§ **Data taken from a collection**
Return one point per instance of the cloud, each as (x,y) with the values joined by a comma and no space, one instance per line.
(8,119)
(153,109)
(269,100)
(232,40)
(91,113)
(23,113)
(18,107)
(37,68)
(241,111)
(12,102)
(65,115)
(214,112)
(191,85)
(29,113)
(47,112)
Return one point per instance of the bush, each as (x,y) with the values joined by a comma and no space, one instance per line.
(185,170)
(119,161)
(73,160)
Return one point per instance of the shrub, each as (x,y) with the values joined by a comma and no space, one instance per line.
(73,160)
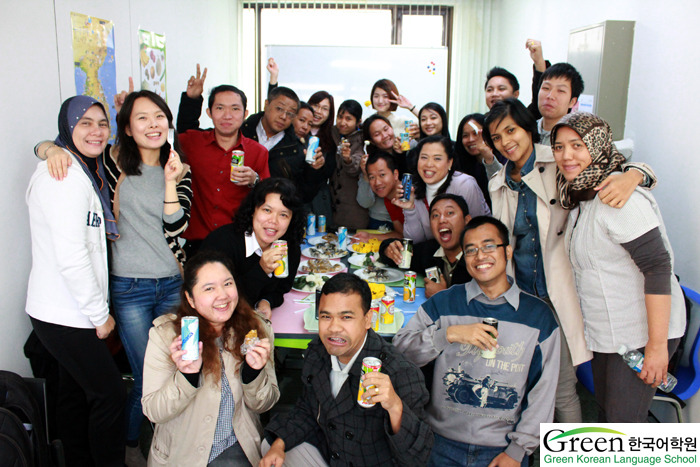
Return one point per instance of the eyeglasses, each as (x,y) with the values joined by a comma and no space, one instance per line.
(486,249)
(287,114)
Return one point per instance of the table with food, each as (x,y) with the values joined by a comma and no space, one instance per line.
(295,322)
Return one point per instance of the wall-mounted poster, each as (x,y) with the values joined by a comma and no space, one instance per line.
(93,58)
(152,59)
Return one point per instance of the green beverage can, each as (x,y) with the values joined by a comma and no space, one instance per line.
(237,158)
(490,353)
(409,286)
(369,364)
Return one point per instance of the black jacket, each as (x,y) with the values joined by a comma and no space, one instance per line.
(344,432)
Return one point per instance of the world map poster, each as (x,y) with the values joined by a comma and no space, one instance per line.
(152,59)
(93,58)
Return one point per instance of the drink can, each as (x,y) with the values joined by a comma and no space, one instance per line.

§ **Written task**
Copy every item above line for line, without changing anything. Leave the pictures out of your copy.

§ **Response**
Return one point per instance of the cloud, each as (x,y) with the values joined by a comma and no space, one instance per line.
(8,119)
(153,109)
(269,100)
(232,40)
(91,113)
(23,113)
(18,107)
(37,68)
(241,111)
(12,102)
(65,115)
(214,112)
(191,85)
(29,113)
(47,112)
Return one point per instance of the bush, each as (x,y) with the values joined by a comma and no space, one instance per line.
(185,170)
(119,161)
(73,160)
Return one point per instance of the shrub, each as (x,y) with the values joined by a comma and no space, one instance per line.
(73,160)
Return one point per instance of the eyeglasses, each as (x,y) with the values joined by a comma and no space, one instance per line.
(486,249)
(287,114)
Return one point per instance of the table with food, each as (x,y) with the values joined by a comma and no space, one instance per line.
(295,322)
Return one point per instance of the wall-mounted poster, each as (x,y) with the values joined by a comma and no space, one instance per line.
(93,58)
(152,59)
Return one point per instance of the green beverage can, each as (x,y) with the values joined by a comma and no space, one instance per line.
(237,158)
(490,353)
(409,286)
(369,364)
Return one point per instance of the black jacket, each as (x,y) with the values joined by a comma and no space, one instance per line.
(344,432)
Return one point per instance of the world map poster, each as (x,y) with the values joined by a comma and no space, one instance per line.
(152,59)
(93,58)
Return one point per instance of the drink can, each as (x,y) with the values joined by a comma and no space, one instance per line.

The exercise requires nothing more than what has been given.